* [dpdk-dev] rte_lpm with larger nexthops or another method?
@ 2015-06-22 2:29 Matthew Hall
2015-06-22 10:11 ` Vladimir Medvedkin
0 siblings, 1 reply; 12+ messages in thread
From: Matthew Hall @ 2015-06-22 2:29 UTC (permalink / raw)
To: <dev@dpdk.org>
Hello,
I have gone out on the internet for days looking at a bunch of different radix tree implementations to see if I could figure a way to implement my own tree, just to work around the really low 255 CIDR block limitation in librte_lpm. Unfortunately every single one I could find falls into one of these two annoying categories:
1) bloated with a lot of irrelevant kernel code I don't care about (especially the Linux version but also the BSD one, which also makes a weird assumption every address object stores its length in byte 0 of the address struct). These are hard to convert into something that plays nice with raw packet data.
2) very seemingly simple code, which breaks horribly if you try to add IPv6 support (such as the radix tree from University of Michigan / LLVM compiler benchmark suite, and the one from the old unmaintained mrt daemon, which includes a bizarre custom reference-counted memory manager that is very convoluted). These are easy to set up, but cause a lot of weird segfaults which I am having a difficult time to try to debug.
So it seems like I am going nowhere with this approach. Instead, I'd like to know, what would I need to do to add this support to my local copy of librte_lpm? Let's assume for the sake of this discussion, that I don't care one iota about any performance cost, and I am happy if I need to prefetch two cachelines instead of just one (which I recall from a past thread is why librte_lpm has such a low nexthop limit to start with).
Failing that, does anybody have a known good userspace version of any of these sort of items:
1) Hash Based FIB (forwarding information base),
2) Tree Based FIB,
3) Patricia trie (which does not break horribly on IPv6 or make bad assumptions about data format besides uint8_t* and length),
4) Crit-Bit tree
5) any other good way of taking IPv4 and IPv6 and finding the longest prefix match against a table of pre-loaded CIDR blocks?
I am really pulling out my hair trying to find a way to do something which doesn't seem like it should have to be be this difficult. I must be missing a more obvious way to handle this.
Thanks,
Matthew
^ permalink raw reply [flat|nested] 12+ messages in thread
* Re: [dpdk-dev] rte_lpm with larger nexthops or another method?
2015-06-22 2:29 [dpdk-dev] rte_lpm with larger nexthops or another method? Matthew Hall
@ 2015-06-22 10:11 ` Vladimir Medvedkin
2015-06-22 17:53 ` Matthew Hall
0 siblings, 1 reply; 12+ messages in thread
From: Vladimir Medvedkin @ 2015-06-22 10:11 UTC (permalink / raw)

TASKS TO PERFORM:
(1) Answer these from the rte_lpm thread:
(a) What limitation in librte_lpm does the writer want to work around?
(b) What assumption does the writer say the BSD radix tree makes about address objects?
(c) Who sent the reply to the first message, and at what date and time?
(2) In the rte_lpm thread, what reason does the writer recall for librte_lpm's low nexthop limit?
(3) Do these statements agree with the rte_lpm thread? Answer yes or no for each, and quote the words that decide it.
(a) The writer finds the University of Michigan radix tree hard to set up.
(b) The writer is willing to accept a performance cost.
(c) One item the writer asks for is a Patricia trie that handles IPv6 properly.

DATASET EXCERPTS:
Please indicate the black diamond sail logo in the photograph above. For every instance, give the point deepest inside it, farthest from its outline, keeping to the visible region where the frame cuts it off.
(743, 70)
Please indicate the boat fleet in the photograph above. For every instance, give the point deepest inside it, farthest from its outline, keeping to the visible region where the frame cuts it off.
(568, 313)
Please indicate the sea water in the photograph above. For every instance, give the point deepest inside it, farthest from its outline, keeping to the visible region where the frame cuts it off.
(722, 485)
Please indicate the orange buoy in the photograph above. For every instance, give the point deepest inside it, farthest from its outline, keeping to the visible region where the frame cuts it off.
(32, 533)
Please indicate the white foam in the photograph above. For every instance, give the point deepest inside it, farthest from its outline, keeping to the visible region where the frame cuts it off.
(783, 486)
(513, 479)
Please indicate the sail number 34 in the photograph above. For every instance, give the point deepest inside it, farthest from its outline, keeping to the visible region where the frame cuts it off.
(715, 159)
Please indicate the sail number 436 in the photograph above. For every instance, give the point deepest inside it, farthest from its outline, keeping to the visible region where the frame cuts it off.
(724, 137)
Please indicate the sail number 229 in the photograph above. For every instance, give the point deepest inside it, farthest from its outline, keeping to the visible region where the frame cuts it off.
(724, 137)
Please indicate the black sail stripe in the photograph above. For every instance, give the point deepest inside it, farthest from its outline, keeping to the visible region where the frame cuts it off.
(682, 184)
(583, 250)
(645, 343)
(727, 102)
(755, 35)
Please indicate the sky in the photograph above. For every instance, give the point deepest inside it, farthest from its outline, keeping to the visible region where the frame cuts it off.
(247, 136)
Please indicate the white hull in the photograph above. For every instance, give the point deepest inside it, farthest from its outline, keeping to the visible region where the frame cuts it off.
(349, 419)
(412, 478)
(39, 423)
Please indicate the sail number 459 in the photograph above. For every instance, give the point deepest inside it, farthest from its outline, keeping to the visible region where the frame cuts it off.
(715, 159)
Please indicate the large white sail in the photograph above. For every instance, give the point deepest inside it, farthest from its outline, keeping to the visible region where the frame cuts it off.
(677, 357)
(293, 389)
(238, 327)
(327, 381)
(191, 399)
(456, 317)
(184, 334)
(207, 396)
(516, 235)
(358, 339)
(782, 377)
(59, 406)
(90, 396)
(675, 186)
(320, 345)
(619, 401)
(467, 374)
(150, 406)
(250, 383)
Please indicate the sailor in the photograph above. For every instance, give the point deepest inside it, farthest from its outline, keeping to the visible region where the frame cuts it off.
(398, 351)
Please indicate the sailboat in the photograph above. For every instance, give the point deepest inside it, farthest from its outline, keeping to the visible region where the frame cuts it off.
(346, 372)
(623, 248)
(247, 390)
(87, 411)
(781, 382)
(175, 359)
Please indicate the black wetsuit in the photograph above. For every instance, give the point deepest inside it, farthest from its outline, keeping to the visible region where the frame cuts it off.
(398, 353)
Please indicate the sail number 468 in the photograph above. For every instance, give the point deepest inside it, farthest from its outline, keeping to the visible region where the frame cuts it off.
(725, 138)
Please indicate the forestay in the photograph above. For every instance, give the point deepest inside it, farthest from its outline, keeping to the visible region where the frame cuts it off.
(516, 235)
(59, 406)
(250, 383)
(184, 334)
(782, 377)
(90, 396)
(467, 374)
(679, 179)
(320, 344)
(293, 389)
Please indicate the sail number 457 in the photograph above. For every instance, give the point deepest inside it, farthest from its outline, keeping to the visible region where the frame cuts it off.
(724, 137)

TASK RESPONSES:
(1)
(a) The low limit of 255 CIDR blocks.
(b) It assumes every address object stores its length in byte 0 of the address struct.
(c) Vladimir Medvedkin, on 2015-06-22 at 10:11 UTC.

(2) The writer recalls from a past thread that the limit is low so that only one cacheline needs to be prefetched instead of two. He says he would gladly accept prefetching two cachelines and does not care about the performance cost.

(3)
(a) No: "These are easy to set up, but cause a lot of weird segfaults"
(b) Yes: "I don't care one iota about any performance cost"
(c) Yes: "Patricia trie (which does not break horribly on IPv6"